**Dataset rows**
· · · ·
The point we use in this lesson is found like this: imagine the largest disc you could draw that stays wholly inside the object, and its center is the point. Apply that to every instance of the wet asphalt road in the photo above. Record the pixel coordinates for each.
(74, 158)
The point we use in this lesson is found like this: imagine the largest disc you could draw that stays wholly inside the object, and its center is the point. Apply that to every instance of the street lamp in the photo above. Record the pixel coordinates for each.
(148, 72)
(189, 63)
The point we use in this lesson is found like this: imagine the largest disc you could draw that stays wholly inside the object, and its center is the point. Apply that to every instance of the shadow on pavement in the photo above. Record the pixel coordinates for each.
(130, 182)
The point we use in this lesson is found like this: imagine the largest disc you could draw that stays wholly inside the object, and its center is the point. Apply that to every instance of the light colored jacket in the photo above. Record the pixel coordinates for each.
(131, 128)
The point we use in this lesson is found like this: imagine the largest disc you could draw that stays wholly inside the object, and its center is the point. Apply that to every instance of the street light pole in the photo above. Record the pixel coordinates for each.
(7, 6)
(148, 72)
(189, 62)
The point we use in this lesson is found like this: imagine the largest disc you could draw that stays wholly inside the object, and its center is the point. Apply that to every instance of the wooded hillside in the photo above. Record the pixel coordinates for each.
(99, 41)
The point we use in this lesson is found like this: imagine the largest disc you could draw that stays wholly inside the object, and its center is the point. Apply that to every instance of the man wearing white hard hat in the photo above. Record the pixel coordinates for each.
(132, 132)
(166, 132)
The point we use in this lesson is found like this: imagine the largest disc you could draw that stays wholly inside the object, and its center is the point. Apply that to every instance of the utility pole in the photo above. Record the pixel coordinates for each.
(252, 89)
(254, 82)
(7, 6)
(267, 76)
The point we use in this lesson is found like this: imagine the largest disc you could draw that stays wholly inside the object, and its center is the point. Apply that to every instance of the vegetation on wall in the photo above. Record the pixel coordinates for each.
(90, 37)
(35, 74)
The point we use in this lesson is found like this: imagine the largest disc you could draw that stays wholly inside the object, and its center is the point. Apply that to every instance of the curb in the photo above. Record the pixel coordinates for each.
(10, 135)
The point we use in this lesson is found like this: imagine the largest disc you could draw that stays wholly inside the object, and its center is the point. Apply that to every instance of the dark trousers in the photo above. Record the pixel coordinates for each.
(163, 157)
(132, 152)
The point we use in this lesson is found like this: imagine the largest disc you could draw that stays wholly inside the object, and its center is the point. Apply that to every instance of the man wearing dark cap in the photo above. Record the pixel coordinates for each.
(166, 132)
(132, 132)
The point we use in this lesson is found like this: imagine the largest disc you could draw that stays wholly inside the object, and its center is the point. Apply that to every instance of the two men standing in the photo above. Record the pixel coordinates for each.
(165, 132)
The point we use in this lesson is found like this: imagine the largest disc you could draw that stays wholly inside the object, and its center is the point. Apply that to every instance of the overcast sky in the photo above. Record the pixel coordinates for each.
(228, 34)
· · · ·
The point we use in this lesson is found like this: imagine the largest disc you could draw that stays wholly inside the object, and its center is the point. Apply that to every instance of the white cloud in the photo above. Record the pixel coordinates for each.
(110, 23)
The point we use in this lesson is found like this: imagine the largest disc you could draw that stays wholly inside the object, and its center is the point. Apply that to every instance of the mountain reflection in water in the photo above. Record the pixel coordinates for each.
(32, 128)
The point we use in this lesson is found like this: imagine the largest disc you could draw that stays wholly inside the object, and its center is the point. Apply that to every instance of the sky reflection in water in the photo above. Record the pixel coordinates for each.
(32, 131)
· · · ·
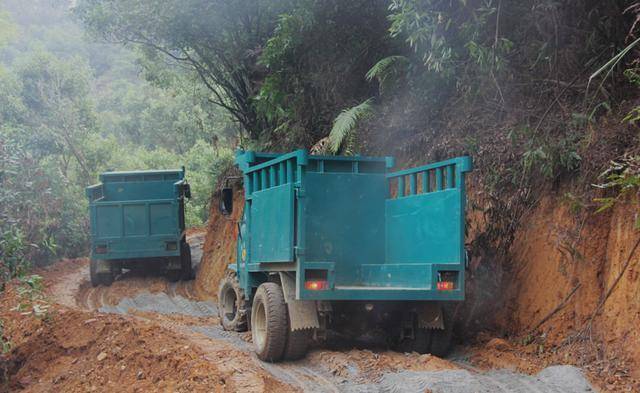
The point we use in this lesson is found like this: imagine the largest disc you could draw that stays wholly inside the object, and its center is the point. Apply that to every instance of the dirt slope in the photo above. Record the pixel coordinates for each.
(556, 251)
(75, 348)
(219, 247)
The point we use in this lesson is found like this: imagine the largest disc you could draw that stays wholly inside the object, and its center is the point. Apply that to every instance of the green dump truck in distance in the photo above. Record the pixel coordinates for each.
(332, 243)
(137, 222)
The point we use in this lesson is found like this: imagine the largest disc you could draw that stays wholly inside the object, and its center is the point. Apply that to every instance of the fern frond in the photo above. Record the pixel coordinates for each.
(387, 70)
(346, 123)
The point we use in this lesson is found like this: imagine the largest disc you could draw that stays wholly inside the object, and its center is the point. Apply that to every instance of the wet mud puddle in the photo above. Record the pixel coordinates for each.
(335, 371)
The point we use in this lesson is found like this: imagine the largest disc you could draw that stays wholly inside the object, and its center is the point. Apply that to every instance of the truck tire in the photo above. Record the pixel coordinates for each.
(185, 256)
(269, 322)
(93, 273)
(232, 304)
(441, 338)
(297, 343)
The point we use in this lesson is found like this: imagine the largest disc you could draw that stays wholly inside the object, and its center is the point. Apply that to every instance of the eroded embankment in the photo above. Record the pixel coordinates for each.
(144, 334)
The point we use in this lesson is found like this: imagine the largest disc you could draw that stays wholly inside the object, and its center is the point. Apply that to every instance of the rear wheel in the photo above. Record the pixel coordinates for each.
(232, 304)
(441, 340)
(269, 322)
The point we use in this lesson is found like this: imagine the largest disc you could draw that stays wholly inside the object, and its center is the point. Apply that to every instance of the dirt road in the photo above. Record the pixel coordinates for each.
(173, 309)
· · · ·
**To do**
How many lines in the rows above contain the word "pole"? Reply with the number alone.

**Exercise output**
2